# Stated task:
Lay out each line of the entries below as a JSON list of strings, one string per line, with blank lines dropped and the pictures left out.

# Entries provided:
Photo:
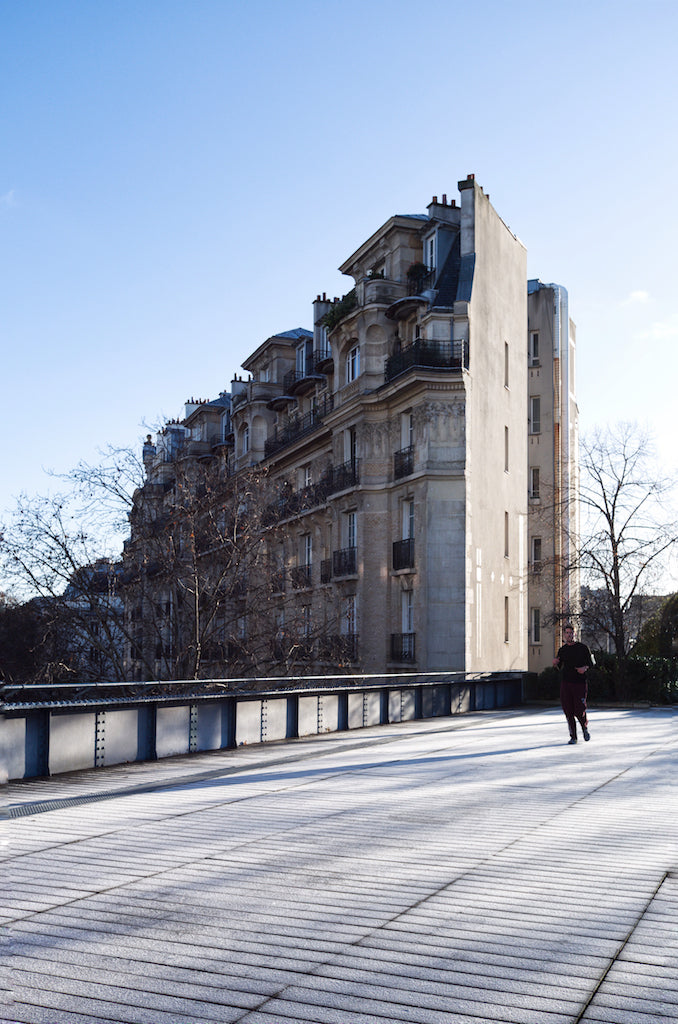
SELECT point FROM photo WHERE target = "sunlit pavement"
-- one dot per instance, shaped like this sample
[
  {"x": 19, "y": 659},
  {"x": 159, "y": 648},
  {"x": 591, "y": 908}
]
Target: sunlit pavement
[{"x": 449, "y": 870}]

# Exercise solution:
[
  "Photo:",
  "SELECT point FROM photo WHERE target = \"sunlit pavement\"",
  "-- one dot per instance, shaped like this sample",
  "[",
  "  {\"x\": 19, \"y\": 659},",
  "  {\"x\": 159, \"y\": 648},",
  "  {\"x\": 591, \"y\": 908}",
  "]",
  "Target: sunlit pavement",
  "[{\"x\": 449, \"y\": 870}]"
]